[Saved data entries]
★ ★ ★ ★
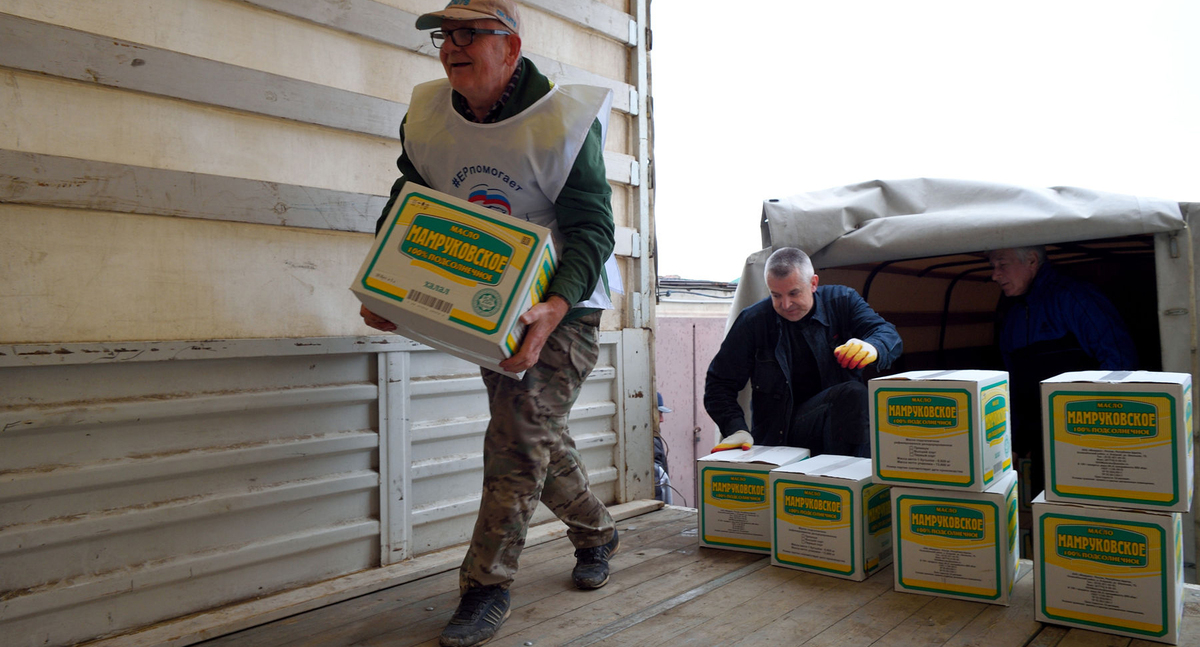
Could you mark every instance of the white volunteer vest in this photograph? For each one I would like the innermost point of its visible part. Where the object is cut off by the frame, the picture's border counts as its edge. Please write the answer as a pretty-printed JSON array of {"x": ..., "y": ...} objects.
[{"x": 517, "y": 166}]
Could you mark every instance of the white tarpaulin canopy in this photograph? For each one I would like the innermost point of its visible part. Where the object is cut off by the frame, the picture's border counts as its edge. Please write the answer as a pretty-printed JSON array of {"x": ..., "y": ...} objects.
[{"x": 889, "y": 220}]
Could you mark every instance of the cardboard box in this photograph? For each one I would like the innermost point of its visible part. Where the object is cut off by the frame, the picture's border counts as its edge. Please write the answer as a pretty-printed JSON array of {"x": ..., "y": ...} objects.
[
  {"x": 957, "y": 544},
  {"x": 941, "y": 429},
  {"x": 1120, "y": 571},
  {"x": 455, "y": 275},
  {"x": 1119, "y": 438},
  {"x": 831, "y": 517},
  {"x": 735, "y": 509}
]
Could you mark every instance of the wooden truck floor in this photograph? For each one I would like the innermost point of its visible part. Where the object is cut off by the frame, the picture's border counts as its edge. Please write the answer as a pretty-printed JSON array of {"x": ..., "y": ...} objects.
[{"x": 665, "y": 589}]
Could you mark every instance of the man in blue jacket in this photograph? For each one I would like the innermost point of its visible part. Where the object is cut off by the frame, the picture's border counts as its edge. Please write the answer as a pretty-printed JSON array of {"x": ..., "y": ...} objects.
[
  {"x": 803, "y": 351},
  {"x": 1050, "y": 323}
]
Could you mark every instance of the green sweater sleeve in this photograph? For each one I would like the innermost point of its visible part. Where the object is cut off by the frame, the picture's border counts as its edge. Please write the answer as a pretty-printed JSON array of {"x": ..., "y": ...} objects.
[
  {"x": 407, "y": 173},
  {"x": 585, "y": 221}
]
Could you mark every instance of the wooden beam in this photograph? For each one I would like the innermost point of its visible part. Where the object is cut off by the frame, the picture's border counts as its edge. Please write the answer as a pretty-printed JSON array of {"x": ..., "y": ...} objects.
★ ★ ★ ★
What to do. Give exactly the lines from the one with "Could you mark every instance of the man" to the end of the entries, nothing before them.

Exercise response.
Could you mark every instance of the man in blue jacket in this photograph? For each one I would like the innermost point of its visible part. Where the object is cut off by the frame, the picture's border counts as its edge. Please write the answer as a pretty-printed JSON array of {"x": ..., "y": ...} objects.
[
  {"x": 803, "y": 351},
  {"x": 1050, "y": 323}
]
Could you mark every instance of the green sweater sleeve in this photograph? For each one I would like the innermost point of its visible part. Where the object is cut off by the frame, the picture's border counts as its edge. Please write the answer as a pretty-printed JSON array of {"x": ..., "y": ...} objects.
[
  {"x": 407, "y": 173},
  {"x": 585, "y": 221}
]
Could you mark every instance of the wooden beam in this photograph? For each one I would like the innermost point of its visible part. Where the object is cut off by the frame, the picture's border counts as its edge. Please write the answer as a pretty-printed JSON array of {"x": ..., "y": ...} objects.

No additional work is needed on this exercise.